*WORK TASK A*. From the early retirement text below, return the stretch from "Other experts argue" through "remainder of retirement." word for word.
*WORK TASK B*.
Answer these questions using the early retirement text below:
(i) What was the 12-month change in the Consumer Price Index in July 2018?
(ii) At what age does Medicare eligibility start?
(iii) What was the 10-year Treasury bond yield as of the writing?

-- PROVIDED PASSAGE follows --

Understand the impact of rising costs and inflation
Once you've approximated your annual spending, you need to assume that inflation will drive those costs higher over time. Inflation rates vary over time, but according to the U.S. Labor Department's Consumer Price Index (CPI), the 12-month change was 2.4% in July 2018. Because inflation rates typically outpace the interest rates offered on savings accounts, the bulk of your retirement assets should be invested in a diversified portfolio based on your risk tolerance, not stashed in a savings account.
Factor in health care costs
Future healthcare costs are one of the biggest unknowns for early retirees, because it's nearly impossible to predict what your future medical needs might be and what might happen to insurance costs in the future. However, if you already have ongoing medical needs or a chronic health condition, you'll want to budget accordingly and anticipate that insurance premiums, co-pays and prescription drug costs are likely to rise over time.
The future of the Affordable Care Act has yet to be determined, but, at least for now, you can use this HealthCare.gov calculator Opens in new window to see if your income qualifies you for subsidies on your insurance premiums. Medicare eligibility starts at age 65 and COBRA plans through an employer tend to be expensive, so many early retirees purchase health insurance through exchanges.
Know your withdrawal metric
How much money do you need? That depends on whom you ask and how much you plan to withdraw each year.
Some experts recommend using the 4% rule, which states you can withdraw 4% of your retirement savings each year and avoid running out of money because investment returns will hopefully offset withdrawals.
Other experts argue that the 4% rule was created in a time of higher market returns and does not apply to early retirees, who may need their money to last four or five decades instead of the traditional three. Instead, some early retirees use a more conservative withdrawal metric, such as the 10-year Treasury bond yield, which as of this writing was 2.87%.
Keep in mind that research shows the real returns of your portfolio over your first decade of retirement are a key indicator of whether it will be able to sustain you over your entire retirement. This is called sequence of return risk. The reason for this risk is that, with poor returns over the first 10 years, there's less money to compound and grow over the remainder of retirement.

-- PROVIDED PASSAGE concluded --
-- LISTED RECORDS follows --

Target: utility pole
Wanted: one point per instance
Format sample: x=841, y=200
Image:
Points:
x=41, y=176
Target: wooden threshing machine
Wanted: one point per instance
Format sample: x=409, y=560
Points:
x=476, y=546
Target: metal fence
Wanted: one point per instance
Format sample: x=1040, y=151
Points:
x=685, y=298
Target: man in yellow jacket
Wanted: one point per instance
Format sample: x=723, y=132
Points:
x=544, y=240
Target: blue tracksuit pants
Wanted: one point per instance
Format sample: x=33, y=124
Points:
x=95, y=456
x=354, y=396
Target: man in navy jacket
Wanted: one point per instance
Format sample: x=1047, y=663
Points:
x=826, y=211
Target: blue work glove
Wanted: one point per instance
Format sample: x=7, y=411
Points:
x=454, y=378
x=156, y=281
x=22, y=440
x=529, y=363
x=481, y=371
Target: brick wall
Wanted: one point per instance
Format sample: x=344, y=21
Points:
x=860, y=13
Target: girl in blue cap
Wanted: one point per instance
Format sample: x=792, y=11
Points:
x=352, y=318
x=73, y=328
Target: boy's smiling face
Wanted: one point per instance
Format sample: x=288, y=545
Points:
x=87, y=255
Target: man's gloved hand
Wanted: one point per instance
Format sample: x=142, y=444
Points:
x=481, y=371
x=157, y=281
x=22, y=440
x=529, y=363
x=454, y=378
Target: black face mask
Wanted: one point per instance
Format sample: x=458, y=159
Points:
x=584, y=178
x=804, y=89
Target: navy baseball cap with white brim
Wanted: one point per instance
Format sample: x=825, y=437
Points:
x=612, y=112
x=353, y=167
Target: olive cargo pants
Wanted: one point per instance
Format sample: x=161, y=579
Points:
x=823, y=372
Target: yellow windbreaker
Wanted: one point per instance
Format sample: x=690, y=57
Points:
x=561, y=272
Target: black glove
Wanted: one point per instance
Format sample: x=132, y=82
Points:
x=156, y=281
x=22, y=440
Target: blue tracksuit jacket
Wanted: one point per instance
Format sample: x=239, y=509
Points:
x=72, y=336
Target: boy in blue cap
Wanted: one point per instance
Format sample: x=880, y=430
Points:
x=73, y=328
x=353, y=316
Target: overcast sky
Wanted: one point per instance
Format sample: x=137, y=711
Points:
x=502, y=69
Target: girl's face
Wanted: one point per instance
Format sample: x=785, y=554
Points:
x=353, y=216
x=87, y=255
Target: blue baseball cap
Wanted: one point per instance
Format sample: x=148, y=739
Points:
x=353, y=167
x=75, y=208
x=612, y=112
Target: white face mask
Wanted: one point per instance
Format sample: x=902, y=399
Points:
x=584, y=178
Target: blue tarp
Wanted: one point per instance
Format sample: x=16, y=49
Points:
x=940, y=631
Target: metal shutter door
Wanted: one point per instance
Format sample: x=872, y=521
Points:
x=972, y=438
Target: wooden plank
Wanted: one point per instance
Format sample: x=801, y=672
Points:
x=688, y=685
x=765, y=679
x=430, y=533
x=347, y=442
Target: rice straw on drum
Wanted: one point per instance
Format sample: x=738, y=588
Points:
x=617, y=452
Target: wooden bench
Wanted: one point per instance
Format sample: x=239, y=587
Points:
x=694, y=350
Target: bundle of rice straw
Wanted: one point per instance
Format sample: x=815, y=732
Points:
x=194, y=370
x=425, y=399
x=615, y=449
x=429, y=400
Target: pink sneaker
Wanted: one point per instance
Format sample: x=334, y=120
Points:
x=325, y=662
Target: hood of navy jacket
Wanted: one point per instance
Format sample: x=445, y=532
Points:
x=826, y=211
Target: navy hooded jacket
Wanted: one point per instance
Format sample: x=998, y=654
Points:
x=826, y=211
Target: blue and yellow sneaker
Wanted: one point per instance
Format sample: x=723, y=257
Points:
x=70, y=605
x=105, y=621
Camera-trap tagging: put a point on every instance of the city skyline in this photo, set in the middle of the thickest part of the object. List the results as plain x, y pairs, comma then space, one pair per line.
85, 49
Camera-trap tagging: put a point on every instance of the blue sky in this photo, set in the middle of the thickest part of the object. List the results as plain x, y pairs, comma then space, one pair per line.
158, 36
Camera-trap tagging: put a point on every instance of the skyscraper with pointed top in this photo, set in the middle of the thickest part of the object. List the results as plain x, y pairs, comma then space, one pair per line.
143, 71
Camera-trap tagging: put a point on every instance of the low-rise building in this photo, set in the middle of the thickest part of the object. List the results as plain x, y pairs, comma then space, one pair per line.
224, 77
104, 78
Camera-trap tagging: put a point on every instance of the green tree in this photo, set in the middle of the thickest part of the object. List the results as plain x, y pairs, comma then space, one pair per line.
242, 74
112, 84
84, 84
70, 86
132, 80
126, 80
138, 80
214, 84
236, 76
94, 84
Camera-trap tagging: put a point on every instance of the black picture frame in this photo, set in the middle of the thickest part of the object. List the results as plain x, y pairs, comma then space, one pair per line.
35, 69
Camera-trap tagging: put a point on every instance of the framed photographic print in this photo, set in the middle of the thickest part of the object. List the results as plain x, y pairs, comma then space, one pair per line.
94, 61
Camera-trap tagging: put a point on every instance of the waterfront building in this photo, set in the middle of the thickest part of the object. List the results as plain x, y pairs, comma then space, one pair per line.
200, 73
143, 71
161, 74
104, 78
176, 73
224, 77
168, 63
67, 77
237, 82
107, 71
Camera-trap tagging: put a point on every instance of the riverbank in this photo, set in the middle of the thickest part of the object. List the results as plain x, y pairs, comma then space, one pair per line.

-- LISTED RECORDS concluded --

*WRITTEN ANSWER A*.
Other experts argue that the 4% rule was created in a time of higher market returns and does not apply to early retirees, who may need their money to last four or five decades instead of the traditional three. Instead, some early retirees use a more conservative withdrawal metric, such as the 10-year Treasury bond yield, which as of this writing was 2.87%.
Keep in mind that research shows the real returns of your portfolio over your first decade of retirement are a key indicator of whether it will be able to sustain you over your entire retirement. This is called sequence of return risk. The reason for this risk is that, with poor returns over the first 10 years, there's less money to compound and grow over the remainder of retirement.

*WRITTEN ANSWER B*.
(i) 2.4%
(ii) 65
(iii) 2.87%